» Task objective: How many lines in the items that follow contain the string "below", with case counting? Give only the number.

» Records for the exercise:
_____

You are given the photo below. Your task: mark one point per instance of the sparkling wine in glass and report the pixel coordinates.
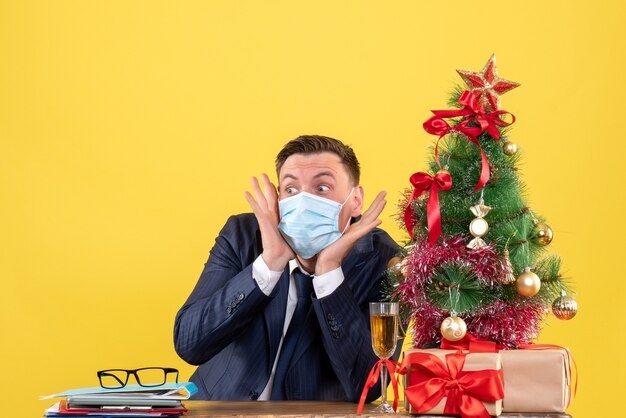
(384, 328)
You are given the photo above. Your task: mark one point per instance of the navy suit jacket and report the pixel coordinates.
(232, 330)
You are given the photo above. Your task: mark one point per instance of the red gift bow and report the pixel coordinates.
(464, 391)
(472, 112)
(372, 378)
(422, 182)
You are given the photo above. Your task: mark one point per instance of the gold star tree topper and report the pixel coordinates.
(488, 84)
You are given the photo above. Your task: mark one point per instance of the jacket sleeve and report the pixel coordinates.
(344, 318)
(226, 297)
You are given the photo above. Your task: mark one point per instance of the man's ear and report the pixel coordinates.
(356, 201)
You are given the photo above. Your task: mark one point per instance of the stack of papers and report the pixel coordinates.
(130, 401)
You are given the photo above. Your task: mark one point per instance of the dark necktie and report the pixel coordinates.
(304, 287)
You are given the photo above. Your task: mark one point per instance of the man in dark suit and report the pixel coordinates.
(281, 308)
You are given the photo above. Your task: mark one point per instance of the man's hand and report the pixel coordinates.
(331, 257)
(264, 204)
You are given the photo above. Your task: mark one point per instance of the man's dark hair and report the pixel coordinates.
(313, 144)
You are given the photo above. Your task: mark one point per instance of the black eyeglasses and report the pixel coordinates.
(146, 377)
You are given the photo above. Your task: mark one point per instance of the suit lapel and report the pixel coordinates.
(275, 317)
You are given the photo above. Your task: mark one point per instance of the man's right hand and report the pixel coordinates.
(264, 204)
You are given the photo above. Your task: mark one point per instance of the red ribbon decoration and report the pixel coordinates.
(464, 391)
(423, 182)
(372, 378)
(472, 112)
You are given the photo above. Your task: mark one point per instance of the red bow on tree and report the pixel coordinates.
(472, 112)
(431, 380)
(423, 182)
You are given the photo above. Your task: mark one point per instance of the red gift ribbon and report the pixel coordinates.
(464, 391)
(423, 182)
(478, 345)
(372, 379)
(472, 112)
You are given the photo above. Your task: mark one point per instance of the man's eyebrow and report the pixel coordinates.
(289, 176)
(324, 173)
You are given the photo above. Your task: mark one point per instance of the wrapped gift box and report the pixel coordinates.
(536, 380)
(473, 362)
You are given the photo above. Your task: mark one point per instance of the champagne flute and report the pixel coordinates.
(384, 327)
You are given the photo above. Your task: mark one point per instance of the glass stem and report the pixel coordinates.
(383, 383)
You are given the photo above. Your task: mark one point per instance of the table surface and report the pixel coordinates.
(200, 409)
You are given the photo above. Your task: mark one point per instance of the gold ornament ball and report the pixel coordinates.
(543, 234)
(391, 265)
(479, 227)
(509, 148)
(564, 308)
(527, 283)
(453, 328)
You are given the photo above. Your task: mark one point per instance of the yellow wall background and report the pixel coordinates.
(129, 131)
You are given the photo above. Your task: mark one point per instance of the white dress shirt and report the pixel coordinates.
(323, 285)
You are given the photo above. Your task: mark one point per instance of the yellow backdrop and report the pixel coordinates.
(129, 131)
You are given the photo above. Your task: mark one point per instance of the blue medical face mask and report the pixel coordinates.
(310, 223)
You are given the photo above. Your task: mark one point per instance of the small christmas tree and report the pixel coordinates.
(475, 262)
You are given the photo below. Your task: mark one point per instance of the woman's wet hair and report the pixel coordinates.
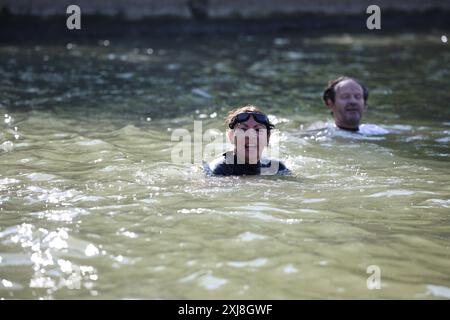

_____

» Finished exercise: 2